[Collected data entries]
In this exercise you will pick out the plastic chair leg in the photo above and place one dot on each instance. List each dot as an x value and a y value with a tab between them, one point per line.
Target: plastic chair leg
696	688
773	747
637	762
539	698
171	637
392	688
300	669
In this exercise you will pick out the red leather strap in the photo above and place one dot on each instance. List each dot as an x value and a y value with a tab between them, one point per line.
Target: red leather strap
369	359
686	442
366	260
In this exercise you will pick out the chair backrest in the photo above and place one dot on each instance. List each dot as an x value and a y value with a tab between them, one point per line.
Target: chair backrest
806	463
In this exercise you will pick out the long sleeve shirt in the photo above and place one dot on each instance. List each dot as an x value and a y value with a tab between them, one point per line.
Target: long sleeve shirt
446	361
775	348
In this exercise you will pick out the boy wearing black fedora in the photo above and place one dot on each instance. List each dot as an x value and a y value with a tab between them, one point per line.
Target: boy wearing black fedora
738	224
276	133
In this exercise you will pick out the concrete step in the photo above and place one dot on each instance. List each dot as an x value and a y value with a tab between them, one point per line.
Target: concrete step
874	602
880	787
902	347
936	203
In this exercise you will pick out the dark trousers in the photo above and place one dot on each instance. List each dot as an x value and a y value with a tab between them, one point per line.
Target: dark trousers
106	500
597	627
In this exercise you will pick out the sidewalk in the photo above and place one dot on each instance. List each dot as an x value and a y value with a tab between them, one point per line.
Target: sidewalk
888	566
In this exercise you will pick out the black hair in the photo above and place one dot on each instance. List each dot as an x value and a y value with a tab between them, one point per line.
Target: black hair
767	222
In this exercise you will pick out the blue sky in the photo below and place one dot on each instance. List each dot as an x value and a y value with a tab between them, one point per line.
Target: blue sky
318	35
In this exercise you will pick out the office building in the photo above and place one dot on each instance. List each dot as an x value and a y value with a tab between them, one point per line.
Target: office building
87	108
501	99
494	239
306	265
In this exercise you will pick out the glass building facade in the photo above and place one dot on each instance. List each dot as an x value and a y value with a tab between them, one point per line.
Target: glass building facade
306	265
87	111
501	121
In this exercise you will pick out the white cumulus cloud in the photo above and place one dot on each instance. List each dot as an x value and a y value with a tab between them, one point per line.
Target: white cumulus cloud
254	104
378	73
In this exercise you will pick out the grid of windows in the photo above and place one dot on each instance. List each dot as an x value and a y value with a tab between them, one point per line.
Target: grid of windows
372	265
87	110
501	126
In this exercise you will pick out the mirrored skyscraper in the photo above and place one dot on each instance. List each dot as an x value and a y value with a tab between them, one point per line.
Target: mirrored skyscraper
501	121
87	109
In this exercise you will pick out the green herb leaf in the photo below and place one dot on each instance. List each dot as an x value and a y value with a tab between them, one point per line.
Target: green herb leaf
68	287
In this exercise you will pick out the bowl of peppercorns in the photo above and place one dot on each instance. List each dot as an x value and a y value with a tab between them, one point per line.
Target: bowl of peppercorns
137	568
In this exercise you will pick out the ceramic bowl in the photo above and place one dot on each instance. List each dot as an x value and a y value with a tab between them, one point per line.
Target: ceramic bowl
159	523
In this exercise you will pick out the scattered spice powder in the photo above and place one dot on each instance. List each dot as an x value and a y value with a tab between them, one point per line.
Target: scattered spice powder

Task
Emit verbatim the lines running from the one with "In this exercise you will pick out the mirrored" through the last line of the data, both endpoints inclusive.

Exercise answer
In this exercise you will pick out the mirrored skyscraper in the photo above and place one dot on each instance. List each dot as an x value and a y value with a tab between them, one point per line.
Target: mirrored skyscraper
501	121
87	109
In this exercise you will pick out the green herb leaf in the photo below and place one dot on each instance. List each dot as an x value and a y value with a tab between them, one point per line.
Target: green herb leaf
68	287
In this exercise you will pick out the bowl of peppercorns in the photo above and place one dot on each instance. List each dot as an x value and a y value with a tab between them, one point per line.
Target: bowl of peppercorns
137	568
In this exercise you will pick out the ceramic bowl in the photo above and place one dot on each instance. List each dot as an x value and a y value with a tab between them, one point per line.
Target: ceramic bowl
159	523
In this exercise you will pick out the scattered spice powder in the photo above and place one dot on each instance. List each dot as an x value and a y value with a tab between them, one point per line.
Target: scattered spice powder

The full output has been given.